■ Page extract
= = =

There Ought to Be a Law
District 1 CWA Representative Don Rice reported on New Jersey legislation to ban outsourcing of work done under state contract (see story, page 10), and Courtney said his local is pushing identical legislation in Washington State. CWA is actively promoting similar legislation in North and South Carolina, Arizona, California, Connecticut, Florida, Hawaii, Massachusetts, Maryland, Minnesota, Missouri, New York, Oregon, Texas and Vermont. For information, visit www.cwa-legis-pol.org.

CWA members have also worked for right-to-know legislation, such as Sen. John Kerry (D-Mass.) introduced in the last Congress, to require customer service representative to disclose their name and location. Though some state governors have issued right-to-know executive orders aimed at companies that do business with the state, so far legislation has not passed.

= = =

■ Entries shown

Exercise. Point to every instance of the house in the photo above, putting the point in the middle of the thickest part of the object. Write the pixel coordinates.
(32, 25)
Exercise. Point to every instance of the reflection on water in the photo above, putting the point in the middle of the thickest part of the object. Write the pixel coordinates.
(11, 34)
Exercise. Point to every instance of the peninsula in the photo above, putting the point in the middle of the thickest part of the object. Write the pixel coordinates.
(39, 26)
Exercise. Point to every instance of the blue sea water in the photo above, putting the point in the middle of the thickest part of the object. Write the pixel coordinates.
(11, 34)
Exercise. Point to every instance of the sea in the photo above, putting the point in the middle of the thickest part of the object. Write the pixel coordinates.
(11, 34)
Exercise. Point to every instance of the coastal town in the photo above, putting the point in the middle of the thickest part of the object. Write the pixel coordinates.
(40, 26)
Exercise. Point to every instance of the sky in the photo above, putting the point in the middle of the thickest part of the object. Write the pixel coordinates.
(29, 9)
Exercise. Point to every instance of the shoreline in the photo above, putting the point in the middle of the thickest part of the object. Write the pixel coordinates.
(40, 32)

= = =

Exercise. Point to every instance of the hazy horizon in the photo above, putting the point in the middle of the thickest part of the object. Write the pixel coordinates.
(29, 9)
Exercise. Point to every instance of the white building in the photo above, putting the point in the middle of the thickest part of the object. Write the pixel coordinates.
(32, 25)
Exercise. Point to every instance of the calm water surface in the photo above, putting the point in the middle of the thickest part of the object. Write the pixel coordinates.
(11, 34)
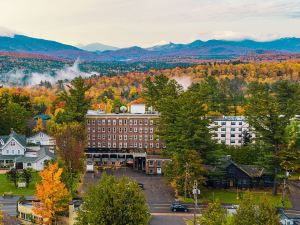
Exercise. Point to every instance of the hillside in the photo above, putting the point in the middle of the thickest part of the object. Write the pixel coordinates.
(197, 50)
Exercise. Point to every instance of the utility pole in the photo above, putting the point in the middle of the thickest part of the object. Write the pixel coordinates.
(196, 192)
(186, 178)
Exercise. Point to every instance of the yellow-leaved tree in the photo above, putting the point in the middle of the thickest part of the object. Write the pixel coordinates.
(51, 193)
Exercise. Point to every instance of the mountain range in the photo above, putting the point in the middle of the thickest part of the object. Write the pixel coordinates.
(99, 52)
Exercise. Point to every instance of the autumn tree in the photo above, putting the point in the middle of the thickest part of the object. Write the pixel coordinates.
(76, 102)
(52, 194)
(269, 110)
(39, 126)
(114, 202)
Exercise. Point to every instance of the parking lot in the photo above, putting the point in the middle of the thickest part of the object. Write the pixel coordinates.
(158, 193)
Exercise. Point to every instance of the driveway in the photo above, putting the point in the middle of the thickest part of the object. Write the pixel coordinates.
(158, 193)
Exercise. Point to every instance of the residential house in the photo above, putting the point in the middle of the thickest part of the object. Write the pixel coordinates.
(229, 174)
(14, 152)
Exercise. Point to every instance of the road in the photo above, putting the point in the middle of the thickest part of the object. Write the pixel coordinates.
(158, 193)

= = =

■ Task set
- A) From the CWA legislation article, copy the stretch from "There Ought to" through "has not passed." word for word.
- B) According to the CWA legislation article, what would right-to-know legislation require customer service representatives to disclose?
- C) Continue the CWA legislation article on outsourcing and right-to-know laws from the point where it stops.

■ Expected results
- A)
There Ought to Be a Law
District 1 CWA Representative Don Rice reported on New Jersey legislation to ban outsourcing of work done under state contract (see story, page 10), and Courtney said his local is pushing identical legislation in Washington State. CWA is actively promoting similar legislation in North and South Carolina, Arizona, California, Connecticut, Florida, Hawaii, Massachusetts, Maryland, Minnesota, Missouri, New York, Oregon, Texas and Vermont. For information, visit www.cwa-legis-pol.org.

CWA members have also worked for right-to-know legislation, such as Sen. John Kerry (D-Mass.) introduced in the last Congress, to require customer service representative to disclose their name and location. Though some state governors have issued right-to-know executive orders aimed at companies that do business with the state, so far legislation has not passed.

- B) Their name and location.

- C)
Winning Public Support
In bargaining, organizing or legislative activity to stave off outsourcing, community support is key. That's why CWA members have rallied at annual shareholder meetings of AT&T, IBM and other multinationals: to let shareholders and customers know that when work is outsourced, they're not getting what they paid for and it's stealing hometown jobs.

As District 9 CWA Representative John Dugan pointed out, companies are asking themselves: "What kind of work can we make routine and then ship off to a vendor?

"That could be to Indiana-or it could be to India," he said.